### Work task 1
Answer these questions using the SAFE program article.
(a) On what date did the Baltimore Sun run the story?
(b) Who started the Mercy program, and in what year?
(c) About how many cases per month does the Mercy program average?
### Work task 2
Please retype the SAFE program article between "Baltimore Sun reports" and "providing skilled counseling.", inclusive.
### Work task 3
Continue the SAFE program article after its final sentence.

### Text passage
★ ★ ★ ★ ★

Baltimore Sun reports on critical work of sexual assault forensic nurses
November 18, 2003 -- Today the Baltimore Sun ran a lengthy story by Linell Smith about Mercy Hospital's Sexual Assault Forensic Examiner (SAFE) program, stressing the SAFE nurses' key roles in collecting evidence and providing skilled counseling.
The story does not focus on particular patients, but on nurse Joyce Faust's experience as a part of the SAFE program--how she collects evidence, counsels and educates victims, provides needed testing and care, including planning for the future, and copes with potential burnout. Nurse Carole Brokos started the Mercy program in 1994, and Faust has been part of it for several years. The reach and impact of nurse-driven programs like this one is striking--the Mercy program reportedly now handles all sexual assault cases in Baltimore City and (temporarily) Baltimore County, an average of about 30 per month. And it has cut down the time that victims must spend in emergency department waiting rooms. The article does not glamorize the work, which, though it may involve high-profile criminal cases and cutting-edge technology, can be difficult, messy and stressful.

★ ★ ★ ★ ★

[Dataset records]
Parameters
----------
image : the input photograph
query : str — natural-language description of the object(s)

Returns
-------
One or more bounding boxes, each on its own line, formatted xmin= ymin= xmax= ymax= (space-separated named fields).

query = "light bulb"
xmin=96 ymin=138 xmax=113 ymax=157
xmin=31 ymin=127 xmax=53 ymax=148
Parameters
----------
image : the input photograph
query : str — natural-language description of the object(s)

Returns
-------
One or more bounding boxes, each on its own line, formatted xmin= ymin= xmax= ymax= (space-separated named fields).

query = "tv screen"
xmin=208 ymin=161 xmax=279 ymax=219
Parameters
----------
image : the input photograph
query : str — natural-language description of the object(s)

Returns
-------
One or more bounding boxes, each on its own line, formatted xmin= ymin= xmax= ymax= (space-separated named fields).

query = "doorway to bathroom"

★ ★ ★ ★ ★

### Response 1
(a) November 18, 2003
(b) Nurse Carole Brokos, in 1994
(c) About 30

### Response 2
Baltimore Sun reports on critical work of sexual assault forensic nurses
November 18, 2003 -- Today the Baltimore Sun ran a lengthy story by Linell Smith about Mercy Hospital's Sexual Assault Forensic Examiner (SAFE) program, stressing the SAFE nurses' key roles in collecting evidence and providing skilled counseling.

### Response 3
Though the article does not discuss the wider phenomenon of nurses like Ms. Faust, in recent years autonomous sexual assault nurse examiners have made a tremendous difference in the health care and legal landscape for victims of sexual assault across the United States. Unfortunately, this is not widely known, in part because influential elements of the mass media, for example NBC's November 13 "ER" episode, continue to show physicians providing such care. The Sun deserves credit for reaching beyond outdated stereotypes and highlighting an important real-life nursing contribution.